**AIM OF THE EXERCISE:** Please restate, word for word, each line from the one containing "Would you mind pointing at the gray neck" through the end of the entries below.
*** Opening DATA FOR THIS TASK ***
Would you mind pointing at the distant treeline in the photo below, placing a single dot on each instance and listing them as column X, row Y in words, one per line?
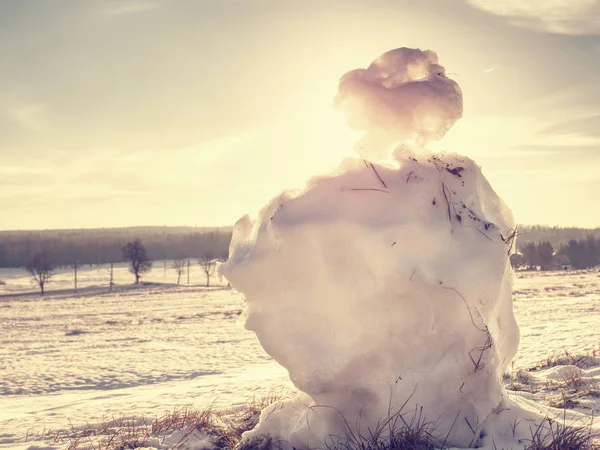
column 577, row 254
column 100, row 246
column 556, row 236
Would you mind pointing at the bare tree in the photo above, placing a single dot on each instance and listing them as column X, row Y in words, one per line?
column 40, row 269
column 208, row 264
column 178, row 266
column 135, row 254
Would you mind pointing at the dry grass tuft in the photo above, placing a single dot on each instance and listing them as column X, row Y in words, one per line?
column 566, row 359
column 186, row 418
column 396, row 432
column 551, row 435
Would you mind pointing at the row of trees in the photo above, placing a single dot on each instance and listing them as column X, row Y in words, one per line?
column 134, row 253
column 104, row 246
column 579, row 254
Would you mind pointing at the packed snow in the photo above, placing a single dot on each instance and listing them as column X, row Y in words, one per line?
column 384, row 287
column 387, row 285
column 556, row 312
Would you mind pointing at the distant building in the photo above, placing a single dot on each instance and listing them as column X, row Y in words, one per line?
column 560, row 262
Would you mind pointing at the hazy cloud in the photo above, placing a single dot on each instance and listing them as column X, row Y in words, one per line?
column 124, row 7
column 31, row 117
column 555, row 16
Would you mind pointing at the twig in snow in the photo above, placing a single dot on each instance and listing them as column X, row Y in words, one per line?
column 447, row 202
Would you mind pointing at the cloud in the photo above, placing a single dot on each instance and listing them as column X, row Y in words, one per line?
column 31, row 117
column 577, row 17
column 403, row 95
column 124, row 7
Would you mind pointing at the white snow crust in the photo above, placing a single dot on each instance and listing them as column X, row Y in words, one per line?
column 385, row 287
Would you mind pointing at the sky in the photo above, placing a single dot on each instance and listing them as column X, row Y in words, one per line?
column 195, row 112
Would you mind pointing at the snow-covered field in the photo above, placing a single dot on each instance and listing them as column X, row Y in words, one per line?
column 68, row 359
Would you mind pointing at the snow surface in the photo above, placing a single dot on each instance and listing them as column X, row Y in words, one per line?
column 556, row 311
column 393, row 288
column 387, row 286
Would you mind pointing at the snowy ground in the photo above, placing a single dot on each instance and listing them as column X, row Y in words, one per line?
column 71, row 359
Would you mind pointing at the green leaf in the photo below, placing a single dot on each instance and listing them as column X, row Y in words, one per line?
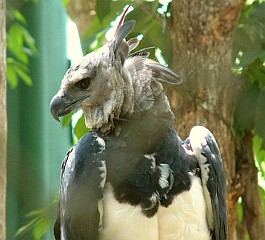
column 65, row 2
column 259, row 154
column 12, row 77
column 26, row 227
column 245, row 109
column 24, row 76
column 259, row 125
column 20, row 17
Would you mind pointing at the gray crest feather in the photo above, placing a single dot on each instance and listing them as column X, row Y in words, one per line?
column 133, row 43
column 123, row 31
column 163, row 73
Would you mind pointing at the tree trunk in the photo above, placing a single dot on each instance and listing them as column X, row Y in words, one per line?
column 253, row 214
column 3, row 120
column 201, row 33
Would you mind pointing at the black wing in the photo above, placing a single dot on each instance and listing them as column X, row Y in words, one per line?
column 205, row 148
column 82, row 181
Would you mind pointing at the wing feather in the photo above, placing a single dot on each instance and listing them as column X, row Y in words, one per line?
column 206, row 150
column 82, row 182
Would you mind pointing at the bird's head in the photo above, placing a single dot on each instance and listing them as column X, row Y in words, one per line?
column 103, row 84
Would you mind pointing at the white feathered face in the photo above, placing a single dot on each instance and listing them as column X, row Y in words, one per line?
column 108, row 85
column 95, row 85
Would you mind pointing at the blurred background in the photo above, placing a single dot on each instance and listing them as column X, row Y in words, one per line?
column 44, row 37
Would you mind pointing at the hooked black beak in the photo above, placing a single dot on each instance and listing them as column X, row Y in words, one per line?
column 59, row 107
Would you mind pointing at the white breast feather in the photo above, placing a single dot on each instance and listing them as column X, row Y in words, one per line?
column 184, row 219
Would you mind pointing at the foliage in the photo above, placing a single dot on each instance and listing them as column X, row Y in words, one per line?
column 249, row 61
column 40, row 220
column 20, row 46
column 248, row 58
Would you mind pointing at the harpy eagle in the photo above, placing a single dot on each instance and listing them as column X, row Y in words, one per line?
column 132, row 177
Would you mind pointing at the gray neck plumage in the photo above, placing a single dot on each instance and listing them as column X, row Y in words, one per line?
column 134, row 92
*** Closing DATA FOR THIS TASK ***
**FINISHED TASK:**
Would you mind pointing at the gray neck plumage in the photo above, placing a single dot on each instance and listing them as column X, row Y in words, one per line?
column 134, row 92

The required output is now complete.